- Zu erledigende Aufgaben
(1) Wer leistete laut dem Artikel über das historische Handfasting bei einem Ehevertrag den Handschlag?
(2) Greif den Artikel über das historische Handfasting an seinem Ende auf und schreib ihn weiter.

- Artikel
☆ ☆ ☆

Hier mal ein bisschen Input zum Handfasting aus historischer Sicht. Was jeder Einzelne damit macht ist mir Wumpe.
Bei den Angelsachsen beschrieb der Begriff "handfasting" eigentlich einen "Vertragsabschluss durch Handschlag" (altnordisch "handfesta", selbe Bedeutung), in dieser Form kommt es auch in spätaltenglischen Texten des 12. und 13. Jahrhunderts vor, häufig (aber nicht ausschließlich) als Ehevertrag. Im Niederländischen wird "Handvest" auch heute noch für jede Art von Handelsvertrag genutzt.
Im Falle eines Ehevertrages regelte es u.A. die Verpflichtungen der beteiligten Sippen gegenüber einander sowie Morgengabe und Mitgift und legte so auch fest, was die einzelnen Ehepartener mit in den Hausstand brachten.
Der Handschlag fand aber nicht zwischen den Eheleuten statt, sondern wurde vom jeweiligen Familienoberhaupt geleistet, da die Ehe auch als ein Wirtschaftsbündnis zweier Familien gesehen wurde.
Das Handfasting war bindend, sofort gültig sowie rechtskräftig und wurde daher oft unter Anwesenheit von Zeugen geleistet, um späteren Rechtstreitigkeiten vorzubeugen.

☆ ☆ ☆

- Datenauszug
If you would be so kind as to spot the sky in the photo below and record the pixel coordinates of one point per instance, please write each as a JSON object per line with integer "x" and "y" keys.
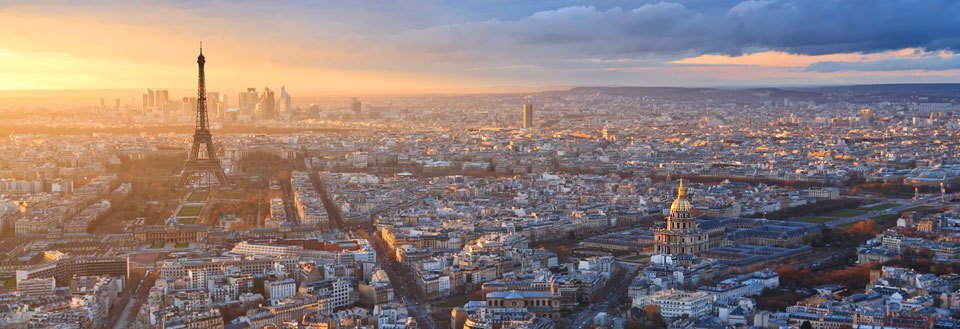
{"x": 431, "y": 46}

☆ ☆ ☆

- Lösungen der Aufgaben
(1) Das jeweilige Familienoberhaupt, nicht die Eheleute selbst.

(2)
Mit dem 51. Canon des vierten Laterankonzils wurden solche als "geheim" geltenden Clanehen verboten und Vermählungen mussten frühzeitig (meist einen Monat vor der Trauung) öffentlich bekanntgegeben und daruafhin ebenso öffentlich abgehalten werden. Es bürgerte sich über die Jahrhunderte ein, dass das "Handfasting" (nun in Form von Treuegelöbnissen des Brautpaares während sie sich an den Händen halten) aufgrund seines ehemals bindenden Charakters auch direkt an Ort und Stelle der öffentlichen Verkündung als gültiger Eheschluß verbucht wurde.
Ab dem 17. Jahrhundert war allerdings die Anwesenheit eines Priesters Pflicht, womit das eigentliche Handfasting (also die Verhandlung zwischen den Familien) als Eheschließung seine Rechtswirksamkeit endgültig verlor und stattdessen einen Status erhielt, der unserer heutigen Verlobung gleich kommt.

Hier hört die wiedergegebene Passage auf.